→ **Requirement**
Give each line of the records again exactly and omit every picture.

Text-to-region grounding data
= = = = = = =

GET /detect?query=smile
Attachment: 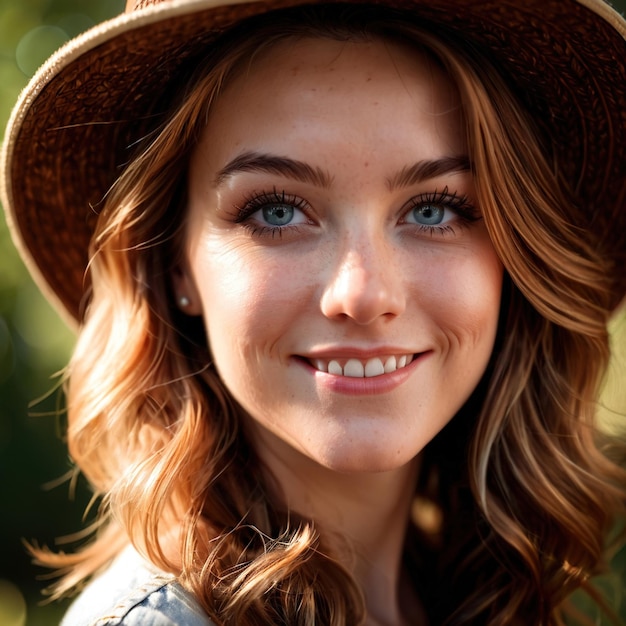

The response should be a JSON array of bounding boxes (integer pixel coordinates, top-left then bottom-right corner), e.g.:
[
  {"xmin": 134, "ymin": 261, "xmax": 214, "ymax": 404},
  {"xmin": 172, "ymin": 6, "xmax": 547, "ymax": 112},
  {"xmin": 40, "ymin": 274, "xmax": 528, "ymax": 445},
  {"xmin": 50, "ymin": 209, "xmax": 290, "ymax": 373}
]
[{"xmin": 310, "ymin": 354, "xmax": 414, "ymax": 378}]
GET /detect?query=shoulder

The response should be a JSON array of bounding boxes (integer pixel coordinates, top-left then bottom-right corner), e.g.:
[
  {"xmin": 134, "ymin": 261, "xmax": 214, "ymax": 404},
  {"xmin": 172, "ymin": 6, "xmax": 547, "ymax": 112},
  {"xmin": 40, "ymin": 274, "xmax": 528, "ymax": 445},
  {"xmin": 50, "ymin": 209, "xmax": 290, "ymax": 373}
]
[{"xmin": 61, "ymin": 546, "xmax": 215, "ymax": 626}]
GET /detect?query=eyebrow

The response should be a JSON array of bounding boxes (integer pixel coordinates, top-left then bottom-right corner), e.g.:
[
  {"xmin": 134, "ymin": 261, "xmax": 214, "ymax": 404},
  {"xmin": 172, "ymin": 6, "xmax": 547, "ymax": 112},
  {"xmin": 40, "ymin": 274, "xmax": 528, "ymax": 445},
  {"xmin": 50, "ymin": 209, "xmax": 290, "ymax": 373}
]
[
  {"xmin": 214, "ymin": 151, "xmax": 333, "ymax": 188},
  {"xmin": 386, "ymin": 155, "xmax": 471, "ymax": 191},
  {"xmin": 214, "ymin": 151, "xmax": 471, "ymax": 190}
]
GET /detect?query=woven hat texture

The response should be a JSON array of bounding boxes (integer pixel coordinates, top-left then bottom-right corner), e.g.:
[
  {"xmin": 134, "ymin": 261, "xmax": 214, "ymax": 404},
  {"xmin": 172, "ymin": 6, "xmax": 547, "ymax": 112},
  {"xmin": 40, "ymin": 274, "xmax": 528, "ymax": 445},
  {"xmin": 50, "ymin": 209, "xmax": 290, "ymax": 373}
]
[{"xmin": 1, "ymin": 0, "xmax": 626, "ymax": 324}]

= = = = = = =

→ **Answer space**
GET /detect?query=smile
Attachment: 

The response should be a JSON array of bounding boxes (integer pixel coordinates, top-left then bottom-right corner), e.g.:
[
  {"xmin": 134, "ymin": 261, "xmax": 214, "ymax": 404},
  {"xmin": 172, "ymin": 6, "xmax": 547, "ymax": 112},
  {"xmin": 40, "ymin": 274, "xmax": 528, "ymax": 445},
  {"xmin": 50, "ymin": 209, "xmax": 290, "ymax": 373}
]
[{"xmin": 310, "ymin": 354, "xmax": 414, "ymax": 378}]
GET /detect?query=shoulder

The response should be a JSON array of bounding boxes (integer pixel coordinates, top-left then bottom-right corner), e.g.:
[
  {"xmin": 134, "ymin": 261, "xmax": 214, "ymax": 404},
  {"xmin": 172, "ymin": 6, "xmax": 547, "ymax": 112},
  {"xmin": 40, "ymin": 274, "xmax": 528, "ymax": 445},
  {"xmin": 50, "ymin": 209, "xmax": 290, "ymax": 373}
]
[{"xmin": 61, "ymin": 546, "xmax": 215, "ymax": 626}]
GET /detect?query=eyebrow

The response should be a JSON array of bounding boxes (integer pixel coordinates, top-left then bottom-right corner), e.g.:
[
  {"xmin": 134, "ymin": 261, "xmax": 214, "ymax": 404},
  {"xmin": 172, "ymin": 6, "xmax": 547, "ymax": 112},
  {"xmin": 40, "ymin": 274, "xmax": 528, "ymax": 445},
  {"xmin": 50, "ymin": 209, "xmax": 290, "ymax": 373}
]
[
  {"xmin": 214, "ymin": 151, "xmax": 333, "ymax": 188},
  {"xmin": 386, "ymin": 155, "xmax": 471, "ymax": 191},
  {"xmin": 214, "ymin": 151, "xmax": 471, "ymax": 190}
]
GET /detect?query=woven hat texture

The response should be a JSON array of bounding boxes (integer pixel coordinates, top-left then bottom-right corner), e.g.:
[
  {"xmin": 134, "ymin": 261, "xmax": 214, "ymax": 404},
  {"xmin": 172, "ymin": 6, "xmax": 547, "ymax": 112},
  {"xmin": 40, "ymin": 274, "xmax": 528, "ymax": 445},
  {"xmin": 50, "ymin": 209, "xmax": 290, "ymax": 373}
]
[{"xmin": 1, "ymin": 0, "xmax": 626, "ymax": 324}]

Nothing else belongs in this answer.